- Data under study -
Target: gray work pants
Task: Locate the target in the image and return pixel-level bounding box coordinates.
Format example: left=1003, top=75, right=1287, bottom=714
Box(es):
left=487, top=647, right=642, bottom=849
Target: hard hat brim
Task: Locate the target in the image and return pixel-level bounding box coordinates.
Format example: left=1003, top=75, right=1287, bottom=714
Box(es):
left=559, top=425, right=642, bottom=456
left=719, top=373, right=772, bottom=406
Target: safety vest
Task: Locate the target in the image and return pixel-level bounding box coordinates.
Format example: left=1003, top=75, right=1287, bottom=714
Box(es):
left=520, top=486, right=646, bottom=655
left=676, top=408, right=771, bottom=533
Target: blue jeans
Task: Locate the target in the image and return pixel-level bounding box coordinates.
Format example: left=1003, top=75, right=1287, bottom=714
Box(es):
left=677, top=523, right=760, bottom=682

- Exercise instructions -
Repeat the records above in full, word for word.

- Response for this exercise -
Target: gray work pants
Task: Locate the target in the image and return pixel-level bounding box coordinates.
Format example: left=1003, top=75, right=1287, bottom=714
Box(es):
left=487, top=647, right=642, bottom=849
Target: hard hat brim
Task: Locate the target in the image and return pixel-level bounding box coordinates.
Format example: left=1003, top=75, right=1287, bottom=714
Box(es):
left=559, top=425, right=642, bottom=456
left=719, top=373, right=772, bottom=406
Target: safety vest
Task: Locate the target in the image and return pixel-level bounding box coordinates.
Format example: left=1003, top=75, right=1287, bottom=714
Box(es):
left=520, top=486, right=646, bottom=655
left=676, top=408, right=771, bottom=533
Target: blue jeans
Task: Locate the target in the image and return pixel-level bounding box coordinates.
Format example: left=1003, top=75, right=1287, bottom=714
Box(es):
left=677, top=523, right=760, bottom=682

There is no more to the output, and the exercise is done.